*SOURCE EXCERPT*.
....................

Device profilinglink
IREE device profiling captures HAL-native records from the devices that execute
your workload. A .ireeprof file can contain queue submissions, command buffer
metadata, dispatch timings, host execution spans, memory lifecycle events,
periodic device metrics, executable metadata, and backend-specific counter or
trace artifacts.
Use device profiling when you need to answer questions below the VM invocation level:
- Which HAL queue operations did this invocation issue?
- Which dispatches, transfers, or allocations dominate device time?
- Which executable export name should be optimized?
- Did a benchmark replay spend time in useful HAL work, setup, copies, or host execution?
- What hardware counters or executable trace artifacts did a backend collect for a selected dispatch?
Device profiling complements benchmarking and
Tracy. Benchmarks tell you how long a workload
takes. Tracy shows process-wide runtime behavior and CPU/GPU API interactions.
Device profiling records the HAL/device work in a structured format that can be
queried with iree-profile or exported for other tooling.
Capture with IREE toolslink
Tools that create HAL devices accept the --device_profiling_* flags. For
example, capture queue and device queue events while running a module:
iree-run-module \
--device=amdgpu \
--module=/tmp/model.vmfb \
--function=main \
--input=@/tmp/inputs.txt \
--device_profiling_mode=queue-events,device-queue-events \
--device_profiling_output=/tmp/model.ireeprof
The same flags work with iree-benchmark-module:
iree-benchmark-module \
--device=amdgpu \
--module=/tmp/model.vmfb \
--function=main \
--benchmark_min_time=20x \
--device_profiling_mode=queue-events,device-queue-events \
--device_profiling_output=/tmp/model.ireeprof
When profiling a benchmark, prefer fixed iteration counts such as
--benchmark_min_time=20x while first validating a workflow. This makes the
capture easier to compare across runs and avoids accidentally collecting a very
large profile from a short microbenchmark.

....................

*SUPPLIED MATERIAL*.
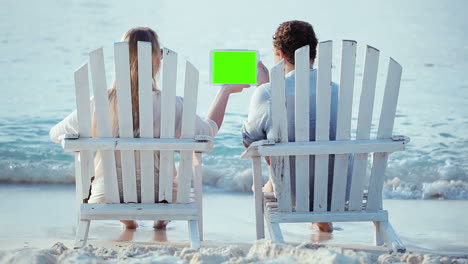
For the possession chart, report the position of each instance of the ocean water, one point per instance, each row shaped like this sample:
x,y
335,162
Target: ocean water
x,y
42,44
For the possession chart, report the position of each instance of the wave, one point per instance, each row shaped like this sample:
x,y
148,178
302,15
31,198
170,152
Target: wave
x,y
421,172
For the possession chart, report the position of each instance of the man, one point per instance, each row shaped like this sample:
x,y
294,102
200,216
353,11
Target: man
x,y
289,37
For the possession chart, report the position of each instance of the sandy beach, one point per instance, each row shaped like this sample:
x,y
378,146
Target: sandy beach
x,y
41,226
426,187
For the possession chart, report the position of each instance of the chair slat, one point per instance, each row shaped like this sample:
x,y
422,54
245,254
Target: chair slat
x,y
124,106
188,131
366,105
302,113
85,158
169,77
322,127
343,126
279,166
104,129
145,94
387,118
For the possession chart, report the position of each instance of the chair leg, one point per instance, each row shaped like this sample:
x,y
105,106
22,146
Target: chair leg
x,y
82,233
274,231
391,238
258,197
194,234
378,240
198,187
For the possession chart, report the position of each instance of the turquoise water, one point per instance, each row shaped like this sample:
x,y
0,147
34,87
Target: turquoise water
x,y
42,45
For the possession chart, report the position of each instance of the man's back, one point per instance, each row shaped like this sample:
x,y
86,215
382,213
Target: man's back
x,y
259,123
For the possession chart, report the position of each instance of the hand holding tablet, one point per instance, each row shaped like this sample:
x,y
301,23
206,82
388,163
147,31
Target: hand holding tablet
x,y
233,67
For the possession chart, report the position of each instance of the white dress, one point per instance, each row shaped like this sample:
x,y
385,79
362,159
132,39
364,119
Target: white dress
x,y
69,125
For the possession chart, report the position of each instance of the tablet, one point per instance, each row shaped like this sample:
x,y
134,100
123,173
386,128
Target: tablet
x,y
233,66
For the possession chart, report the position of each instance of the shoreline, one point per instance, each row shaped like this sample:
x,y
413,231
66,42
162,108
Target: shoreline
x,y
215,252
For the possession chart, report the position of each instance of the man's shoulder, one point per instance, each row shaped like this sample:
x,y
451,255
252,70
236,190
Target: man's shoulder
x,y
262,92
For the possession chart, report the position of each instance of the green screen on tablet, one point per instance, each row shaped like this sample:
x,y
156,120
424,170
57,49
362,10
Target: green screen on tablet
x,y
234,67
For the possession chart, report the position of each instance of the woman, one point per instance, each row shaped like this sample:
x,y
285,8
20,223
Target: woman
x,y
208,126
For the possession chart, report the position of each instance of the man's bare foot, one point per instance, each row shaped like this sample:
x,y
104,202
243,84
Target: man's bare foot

....................

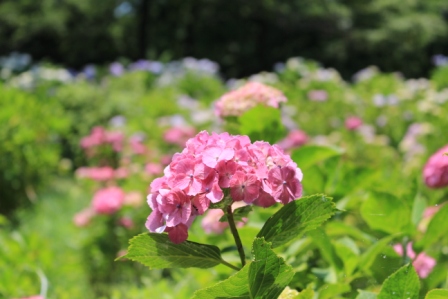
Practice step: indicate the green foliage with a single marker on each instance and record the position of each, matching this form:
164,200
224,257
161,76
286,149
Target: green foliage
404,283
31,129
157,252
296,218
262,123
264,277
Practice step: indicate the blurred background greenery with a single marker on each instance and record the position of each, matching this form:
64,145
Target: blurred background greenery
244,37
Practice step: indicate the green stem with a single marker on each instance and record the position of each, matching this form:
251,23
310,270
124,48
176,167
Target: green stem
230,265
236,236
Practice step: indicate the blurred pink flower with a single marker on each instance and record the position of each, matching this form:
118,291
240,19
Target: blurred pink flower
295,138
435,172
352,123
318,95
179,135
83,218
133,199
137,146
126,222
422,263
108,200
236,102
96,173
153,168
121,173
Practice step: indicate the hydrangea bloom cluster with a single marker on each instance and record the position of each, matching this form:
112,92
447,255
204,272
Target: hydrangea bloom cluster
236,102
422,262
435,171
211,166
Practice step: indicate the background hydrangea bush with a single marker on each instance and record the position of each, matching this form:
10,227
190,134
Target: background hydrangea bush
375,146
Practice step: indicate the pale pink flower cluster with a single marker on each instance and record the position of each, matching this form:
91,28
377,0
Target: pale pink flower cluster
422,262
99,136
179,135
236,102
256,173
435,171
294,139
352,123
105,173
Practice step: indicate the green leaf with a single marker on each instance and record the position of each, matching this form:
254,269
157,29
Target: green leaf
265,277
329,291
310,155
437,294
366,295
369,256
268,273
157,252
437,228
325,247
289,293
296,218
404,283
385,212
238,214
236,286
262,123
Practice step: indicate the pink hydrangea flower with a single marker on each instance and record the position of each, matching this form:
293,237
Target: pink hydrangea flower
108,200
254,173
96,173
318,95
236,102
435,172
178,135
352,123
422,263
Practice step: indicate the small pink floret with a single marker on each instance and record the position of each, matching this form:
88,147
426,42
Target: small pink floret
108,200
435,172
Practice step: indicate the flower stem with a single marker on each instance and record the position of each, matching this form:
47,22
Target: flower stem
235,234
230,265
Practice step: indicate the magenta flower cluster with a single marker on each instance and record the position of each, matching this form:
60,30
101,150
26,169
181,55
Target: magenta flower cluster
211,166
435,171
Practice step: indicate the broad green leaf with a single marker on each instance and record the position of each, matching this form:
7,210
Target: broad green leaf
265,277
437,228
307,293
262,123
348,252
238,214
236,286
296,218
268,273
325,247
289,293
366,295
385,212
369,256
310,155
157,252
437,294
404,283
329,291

....................

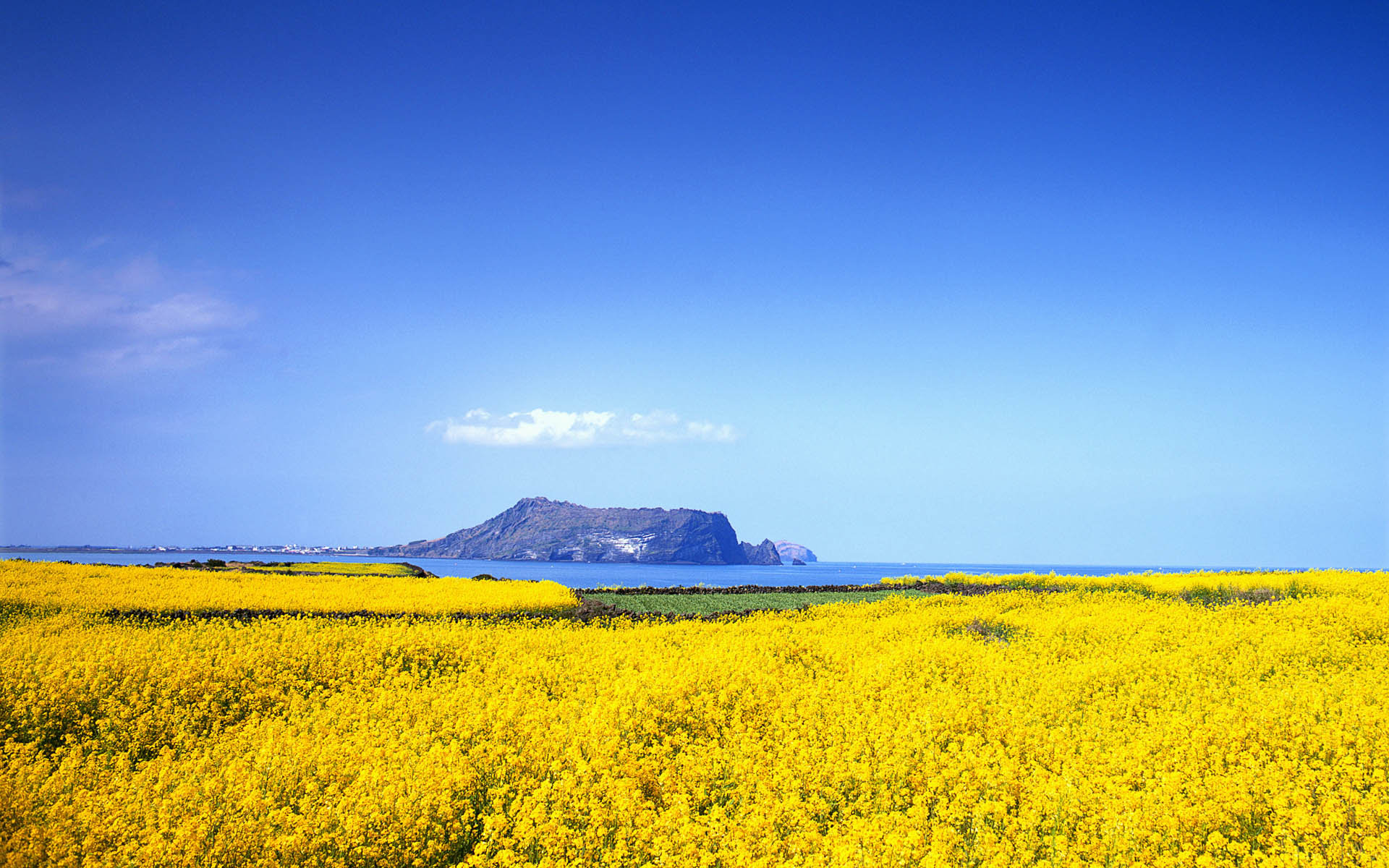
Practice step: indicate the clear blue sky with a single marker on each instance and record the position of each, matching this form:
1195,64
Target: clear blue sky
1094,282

....................

*WRITTEN TASK 1*. According to the device profiling text, what does Tracy show?
*WRITTEN TASK 2*. Repeat the device profiling text word for word, from "- Which executable" up to and including "CPU/GPU API interactions.".

*REPLY 1*. Process-wide runtime behavior and CPU/GPU API interactions.

*REPLY 2*.
- Which executable export name should be optimized?
- Did a benchmark replay spend time in useful HAL work, setup, copies, or host execution?
- What hardware counters or executable trace artifacts did a backend collect for a selected dispatch?
Device profiling complements benchmarking and
Tracy. Benchmarks tell you how long a workload
takes. Tracy shows process-wide runtime behavior and CPU/GPU API interactions.